Stored items:
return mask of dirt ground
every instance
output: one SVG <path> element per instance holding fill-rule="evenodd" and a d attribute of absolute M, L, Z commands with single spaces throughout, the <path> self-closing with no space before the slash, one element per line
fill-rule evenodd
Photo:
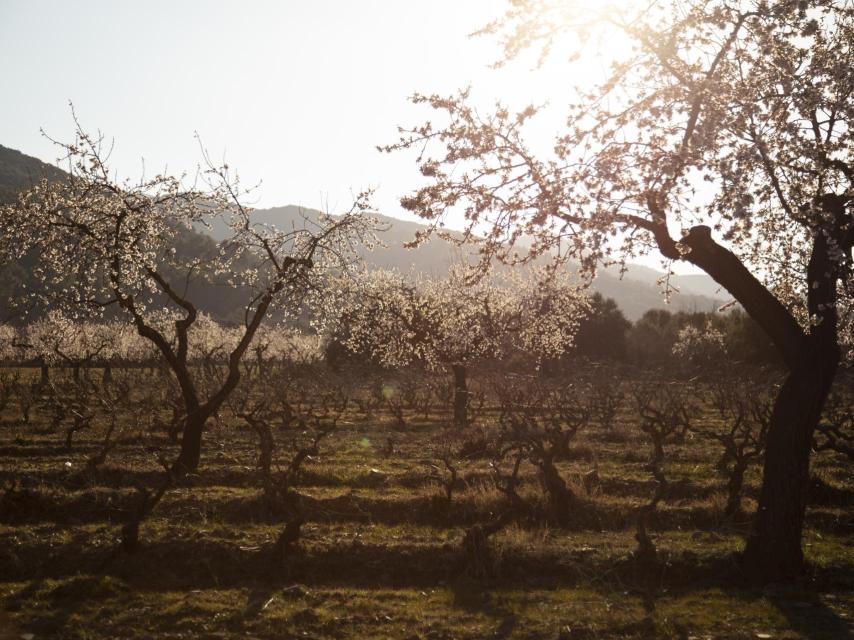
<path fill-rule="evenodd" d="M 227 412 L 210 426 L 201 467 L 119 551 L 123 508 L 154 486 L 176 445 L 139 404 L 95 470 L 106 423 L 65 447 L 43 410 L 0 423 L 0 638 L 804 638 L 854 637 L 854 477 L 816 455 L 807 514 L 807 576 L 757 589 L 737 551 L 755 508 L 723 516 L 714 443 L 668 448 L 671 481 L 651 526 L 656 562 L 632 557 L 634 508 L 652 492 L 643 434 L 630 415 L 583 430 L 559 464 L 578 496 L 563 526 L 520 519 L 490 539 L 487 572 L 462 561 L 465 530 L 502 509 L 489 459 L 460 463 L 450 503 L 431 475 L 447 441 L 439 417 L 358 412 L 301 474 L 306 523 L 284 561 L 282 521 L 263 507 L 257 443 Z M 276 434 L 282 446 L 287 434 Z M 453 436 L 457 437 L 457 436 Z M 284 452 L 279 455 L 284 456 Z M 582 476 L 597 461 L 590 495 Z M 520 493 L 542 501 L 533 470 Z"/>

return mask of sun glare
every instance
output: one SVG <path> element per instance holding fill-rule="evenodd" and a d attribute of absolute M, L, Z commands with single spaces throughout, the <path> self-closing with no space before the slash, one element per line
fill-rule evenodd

==

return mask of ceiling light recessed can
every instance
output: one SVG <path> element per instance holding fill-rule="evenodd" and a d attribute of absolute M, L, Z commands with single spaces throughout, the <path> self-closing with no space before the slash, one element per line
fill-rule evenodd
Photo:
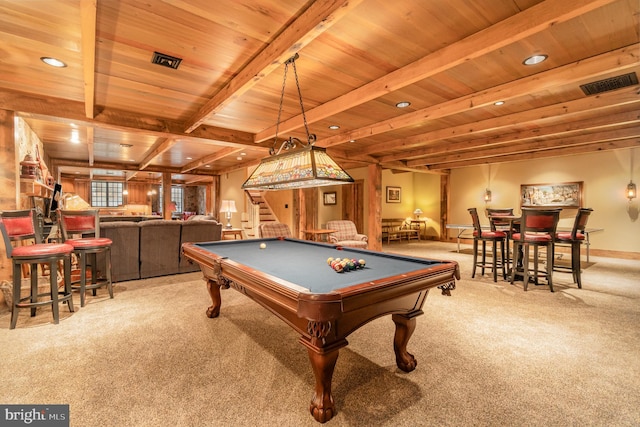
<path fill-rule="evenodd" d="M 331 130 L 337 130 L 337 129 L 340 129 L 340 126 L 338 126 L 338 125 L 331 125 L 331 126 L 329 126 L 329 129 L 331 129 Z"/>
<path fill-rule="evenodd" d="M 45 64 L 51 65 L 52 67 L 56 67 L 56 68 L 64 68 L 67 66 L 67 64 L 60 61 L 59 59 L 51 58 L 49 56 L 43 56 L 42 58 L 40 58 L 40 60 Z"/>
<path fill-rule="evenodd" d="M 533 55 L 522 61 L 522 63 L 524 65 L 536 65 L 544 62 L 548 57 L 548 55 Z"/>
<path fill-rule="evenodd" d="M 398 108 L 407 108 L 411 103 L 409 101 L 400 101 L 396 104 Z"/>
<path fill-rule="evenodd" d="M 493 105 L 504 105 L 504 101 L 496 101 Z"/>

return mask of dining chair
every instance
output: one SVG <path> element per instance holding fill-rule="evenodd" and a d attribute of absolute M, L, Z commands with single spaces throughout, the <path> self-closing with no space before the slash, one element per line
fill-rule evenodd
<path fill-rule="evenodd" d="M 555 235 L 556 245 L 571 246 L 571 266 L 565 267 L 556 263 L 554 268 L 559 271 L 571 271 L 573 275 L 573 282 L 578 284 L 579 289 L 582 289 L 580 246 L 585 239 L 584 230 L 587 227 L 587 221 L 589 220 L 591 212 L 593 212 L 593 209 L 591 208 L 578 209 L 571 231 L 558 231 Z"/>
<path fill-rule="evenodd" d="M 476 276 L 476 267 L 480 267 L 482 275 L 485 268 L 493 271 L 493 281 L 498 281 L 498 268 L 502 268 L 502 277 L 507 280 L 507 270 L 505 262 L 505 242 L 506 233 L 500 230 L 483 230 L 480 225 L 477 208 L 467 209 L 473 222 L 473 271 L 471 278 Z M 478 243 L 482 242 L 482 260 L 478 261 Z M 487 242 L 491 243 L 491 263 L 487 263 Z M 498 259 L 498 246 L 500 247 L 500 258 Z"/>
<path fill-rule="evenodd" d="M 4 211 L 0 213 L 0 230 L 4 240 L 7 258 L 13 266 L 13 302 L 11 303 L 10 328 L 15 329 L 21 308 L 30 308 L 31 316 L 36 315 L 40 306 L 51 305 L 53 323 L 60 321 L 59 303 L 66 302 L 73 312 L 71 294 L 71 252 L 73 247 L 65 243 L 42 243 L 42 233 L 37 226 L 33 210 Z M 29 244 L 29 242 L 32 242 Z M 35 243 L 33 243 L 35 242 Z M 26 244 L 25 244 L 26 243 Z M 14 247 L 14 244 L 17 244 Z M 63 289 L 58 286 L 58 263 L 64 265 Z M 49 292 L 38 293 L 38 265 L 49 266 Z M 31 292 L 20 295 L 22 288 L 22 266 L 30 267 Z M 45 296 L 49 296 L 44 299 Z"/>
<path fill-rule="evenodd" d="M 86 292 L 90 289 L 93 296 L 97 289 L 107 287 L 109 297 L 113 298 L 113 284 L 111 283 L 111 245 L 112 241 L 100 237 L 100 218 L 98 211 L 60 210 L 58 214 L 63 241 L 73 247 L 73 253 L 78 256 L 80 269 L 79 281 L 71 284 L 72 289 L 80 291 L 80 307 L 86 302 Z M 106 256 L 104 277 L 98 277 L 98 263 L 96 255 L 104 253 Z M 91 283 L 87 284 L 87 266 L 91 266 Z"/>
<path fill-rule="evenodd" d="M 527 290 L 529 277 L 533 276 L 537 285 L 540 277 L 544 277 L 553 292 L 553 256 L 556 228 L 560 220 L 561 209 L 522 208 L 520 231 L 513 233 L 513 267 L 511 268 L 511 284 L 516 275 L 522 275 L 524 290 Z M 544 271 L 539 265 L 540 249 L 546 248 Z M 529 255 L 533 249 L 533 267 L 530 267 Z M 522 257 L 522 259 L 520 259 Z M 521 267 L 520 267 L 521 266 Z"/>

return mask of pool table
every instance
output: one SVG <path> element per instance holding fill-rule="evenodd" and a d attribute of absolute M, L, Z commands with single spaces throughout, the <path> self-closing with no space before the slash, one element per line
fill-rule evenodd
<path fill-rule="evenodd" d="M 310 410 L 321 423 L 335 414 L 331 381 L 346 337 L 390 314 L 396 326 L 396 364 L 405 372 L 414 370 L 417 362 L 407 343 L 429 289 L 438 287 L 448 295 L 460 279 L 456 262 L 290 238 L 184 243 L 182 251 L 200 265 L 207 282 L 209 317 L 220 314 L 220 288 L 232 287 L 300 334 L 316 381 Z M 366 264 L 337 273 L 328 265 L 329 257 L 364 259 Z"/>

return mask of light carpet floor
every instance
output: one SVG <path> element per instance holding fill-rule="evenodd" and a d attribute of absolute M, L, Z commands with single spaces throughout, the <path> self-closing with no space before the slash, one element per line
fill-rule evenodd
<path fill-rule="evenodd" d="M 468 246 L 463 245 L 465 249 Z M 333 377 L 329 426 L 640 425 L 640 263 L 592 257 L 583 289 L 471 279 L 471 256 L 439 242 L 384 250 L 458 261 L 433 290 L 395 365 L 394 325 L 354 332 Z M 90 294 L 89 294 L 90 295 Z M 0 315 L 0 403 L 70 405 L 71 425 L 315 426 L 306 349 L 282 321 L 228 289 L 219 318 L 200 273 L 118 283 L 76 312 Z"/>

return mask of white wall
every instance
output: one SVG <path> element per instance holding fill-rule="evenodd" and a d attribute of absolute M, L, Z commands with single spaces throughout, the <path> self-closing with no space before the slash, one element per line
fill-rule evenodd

...

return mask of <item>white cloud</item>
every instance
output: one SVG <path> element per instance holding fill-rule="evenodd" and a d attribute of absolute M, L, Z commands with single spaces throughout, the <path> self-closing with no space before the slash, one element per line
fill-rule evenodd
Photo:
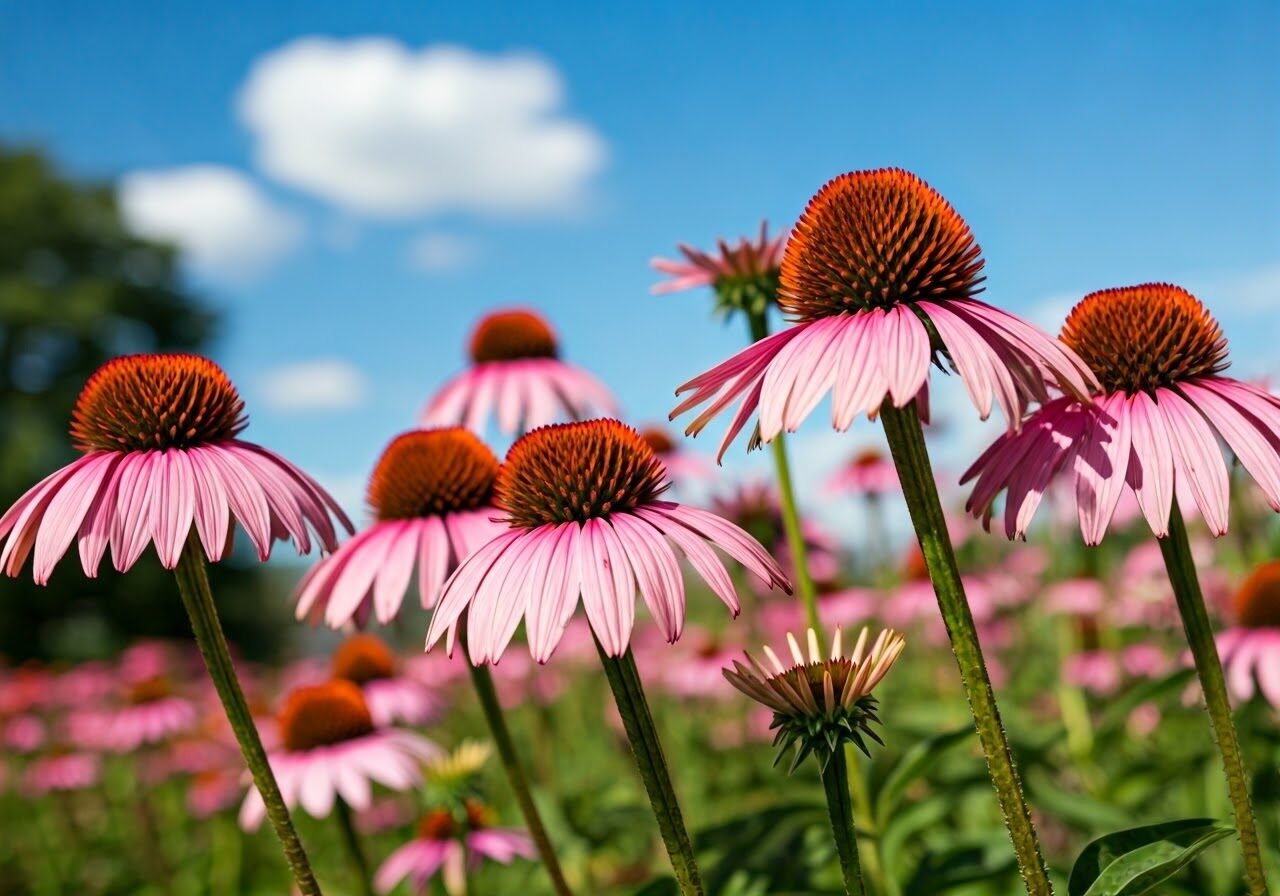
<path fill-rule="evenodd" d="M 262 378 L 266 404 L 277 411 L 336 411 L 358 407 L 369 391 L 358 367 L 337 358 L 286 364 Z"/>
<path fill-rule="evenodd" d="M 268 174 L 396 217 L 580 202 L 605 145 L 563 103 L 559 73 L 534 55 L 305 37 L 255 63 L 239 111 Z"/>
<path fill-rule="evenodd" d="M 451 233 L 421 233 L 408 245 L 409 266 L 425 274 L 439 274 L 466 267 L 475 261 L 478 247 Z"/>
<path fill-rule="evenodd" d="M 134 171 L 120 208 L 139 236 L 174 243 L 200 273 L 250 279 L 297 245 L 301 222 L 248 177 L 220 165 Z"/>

### TO DO
Lines with "white" in them are what the answer must contain; copy each from the records above.

### OUTPUT BELOW
return mask of white wall
return mask of <item>white cloud</item>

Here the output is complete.